* TESTO DA LEGGERE *
________
In particolare egli si trovò a far fronte alla guerra di successione spagnola apertasi alla morte (avvenuta proprio durante il conclave che lo aveva eletto papa) di Carlo II, l'ultimo re spagnolo della casa d'Asburgo, il quale, non avendo figli propri, aveva nominato erede universale della monarchia spagnola, dopo aver chiesto consiglio a papa Innocenzo XII, il duca Filippo
d'Angiò, nipote di Luigi XIV. Clemente XI, temendo una posizione egemonica degli Asburgo in Italia, nella guerra di successione che era appena scoppiata (gli Asburgo, infatti, avevano impugnato la decisione del defunto Carlo II), si mostrò incline alla Francia. L'imperatore Giuseppe I fece perciò occupare dalle sue truppe una parte dello Stato Pontificio; ne seguì una breve guerra (1708), ultimo scontro armato fra un imperatore germanico e il Papa. Clemente si vide costretto a riconoscere, in una convenzione segreta, il fratello dell'imperatore, Carlo III, come re di Spagna.
A questo punto fu Filippo V, che già godeva del possesso effettivo della Spagna, a rompere bruscamente le relazioni con la curia: bloccò il pagamento delle rendite papali esistenti in Francia. A nulla valsero le molteplici trame del cardinale piacentino GIULIO ALBERONI (1664-1752; per informazioni più dettagliate sul suo ruolo nella guerra di successione spagnola vedi ANNO 1713) che in tutti modi aveva tentato di favorire la Spagna contro l'imperatore. Nelle paci di Utrech (1713) e di Rastatt (1714) l'Austria di Carlo VI ricevette, oltre al Belgio, Milano e Mantova, i feudi papali di Napoli e della Sardegna. L'isola di Sicilia fu data, con titolo regio, al duca Vittorio Amedeo II di Savoia, il quale tuttavia la dovette cedere nel 1720 alla casa d'Austria in cambio della Sardegna. Fu allora che il cardinale Alberoni tramò per restituire alla Spagna i domini perduti e per liberare l'Italia dalla preponderanza austriaca, mediante l'intervento spagnolo.
________
* DATI REGISTRATI *
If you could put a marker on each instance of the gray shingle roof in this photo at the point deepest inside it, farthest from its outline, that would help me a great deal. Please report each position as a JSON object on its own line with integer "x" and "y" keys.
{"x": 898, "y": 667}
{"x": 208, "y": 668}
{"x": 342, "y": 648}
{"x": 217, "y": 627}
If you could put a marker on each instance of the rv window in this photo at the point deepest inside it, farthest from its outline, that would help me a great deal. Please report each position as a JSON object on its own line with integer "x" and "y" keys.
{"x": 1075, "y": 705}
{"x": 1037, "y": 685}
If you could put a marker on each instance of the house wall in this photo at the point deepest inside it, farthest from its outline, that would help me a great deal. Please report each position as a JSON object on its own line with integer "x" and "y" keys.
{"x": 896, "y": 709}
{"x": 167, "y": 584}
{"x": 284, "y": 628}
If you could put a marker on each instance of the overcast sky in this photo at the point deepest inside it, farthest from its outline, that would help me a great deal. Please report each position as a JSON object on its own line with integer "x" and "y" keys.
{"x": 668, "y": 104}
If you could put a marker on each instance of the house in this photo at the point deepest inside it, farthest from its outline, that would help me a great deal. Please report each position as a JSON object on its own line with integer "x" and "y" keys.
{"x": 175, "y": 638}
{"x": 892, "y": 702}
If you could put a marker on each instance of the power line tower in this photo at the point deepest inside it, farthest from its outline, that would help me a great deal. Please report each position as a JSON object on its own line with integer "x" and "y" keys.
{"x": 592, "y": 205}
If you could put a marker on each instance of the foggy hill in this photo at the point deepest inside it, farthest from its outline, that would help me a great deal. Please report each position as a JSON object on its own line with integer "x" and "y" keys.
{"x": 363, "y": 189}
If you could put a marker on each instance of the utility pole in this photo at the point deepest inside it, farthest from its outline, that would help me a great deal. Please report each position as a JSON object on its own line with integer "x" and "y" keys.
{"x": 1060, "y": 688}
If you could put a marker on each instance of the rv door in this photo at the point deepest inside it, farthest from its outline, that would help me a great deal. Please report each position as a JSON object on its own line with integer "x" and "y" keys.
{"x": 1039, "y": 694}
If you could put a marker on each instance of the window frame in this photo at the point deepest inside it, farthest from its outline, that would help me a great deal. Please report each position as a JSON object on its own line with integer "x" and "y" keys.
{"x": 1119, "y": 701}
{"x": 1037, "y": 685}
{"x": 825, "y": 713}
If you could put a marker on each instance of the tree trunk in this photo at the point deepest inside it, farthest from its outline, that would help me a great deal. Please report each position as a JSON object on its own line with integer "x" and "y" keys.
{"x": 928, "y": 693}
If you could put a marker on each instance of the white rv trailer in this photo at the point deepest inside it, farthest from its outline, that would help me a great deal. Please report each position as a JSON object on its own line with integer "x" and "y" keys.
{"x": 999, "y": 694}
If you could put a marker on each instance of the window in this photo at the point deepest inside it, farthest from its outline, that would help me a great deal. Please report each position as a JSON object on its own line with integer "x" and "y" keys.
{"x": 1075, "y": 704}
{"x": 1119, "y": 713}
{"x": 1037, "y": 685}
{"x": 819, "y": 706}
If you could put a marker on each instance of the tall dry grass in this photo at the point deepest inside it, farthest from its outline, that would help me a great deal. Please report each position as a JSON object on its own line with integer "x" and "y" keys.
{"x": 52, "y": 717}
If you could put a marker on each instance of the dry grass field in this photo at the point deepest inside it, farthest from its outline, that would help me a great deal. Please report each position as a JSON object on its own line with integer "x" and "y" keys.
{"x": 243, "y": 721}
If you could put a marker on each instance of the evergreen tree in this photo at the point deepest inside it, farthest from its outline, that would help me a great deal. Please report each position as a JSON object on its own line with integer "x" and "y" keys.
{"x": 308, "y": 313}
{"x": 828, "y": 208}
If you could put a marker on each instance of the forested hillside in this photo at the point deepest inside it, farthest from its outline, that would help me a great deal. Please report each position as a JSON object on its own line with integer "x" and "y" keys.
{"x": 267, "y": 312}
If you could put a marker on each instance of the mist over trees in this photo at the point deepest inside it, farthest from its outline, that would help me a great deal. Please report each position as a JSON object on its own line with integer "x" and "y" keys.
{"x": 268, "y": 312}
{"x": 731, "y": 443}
________
* LE DOMANDE *
(A) Nel testo su papa Clemente XI e la guerra di successione spagnola, a chi viene data la Sicilia con titolo regio?
(B) Prosegui il testo su papa Clemente XI e la guerra di successione spagnola, partendo dopo la sua ultima frase.
I dati non hanno niente a che vedere con il testo.

* RISPOSTE QUI SOTTO *
(A) Al duca Vittorio Amedeo II di Savoia.

(B)
Per questo motivo aveva indotto il consigliere del sultano turco, l'ungherese Ragotoki, a stimolare la Turchia a guerreggiare contro l'impero promettendo che la Spagna avrebbe assalito l'Austria: nel 1714 la Turchia, desiderosa di ricuperare la Morea, dichiarava guerra a Venezia occupandone diversi possedimenti. Il pontefice allora ordinò al suo ammiraglio FRANCESCO MARIA PERETTI di recarsi con la flotta nelle acque del Levante e lanciò un appello ai principi cristiani perché si unissero in lega contro gli infedeli; ma la sua voce non fu ascoltata e si dovette solo al genio militare di EUGENIO DI SAVOIA (generale di Carlo VI d'Austria col quale, per la mediazione di Clemente XI, Venezia aveva stretto alleanza) se i Turchi poterono essere battuti, nel 1715, a Belgrado e a Petervaradino; nell'agosto del 1716 gli Ottomani scesero a patti con l'imperatore che si conclusero con la pace di PASSAROWITZ del 21 luglio del 1718.
Il cardinale Giulio Alberoni
L'Alberoni fu ritenuto il responsabile della guerra: Clemente XI lo privò della dignità cardinalizia e lo citò a comparire davanti al suo tribunale accusandolo di tradimento della Cristianità e turbatore della pace europea; fu assolto e riabilitato da Innocenzo XIII.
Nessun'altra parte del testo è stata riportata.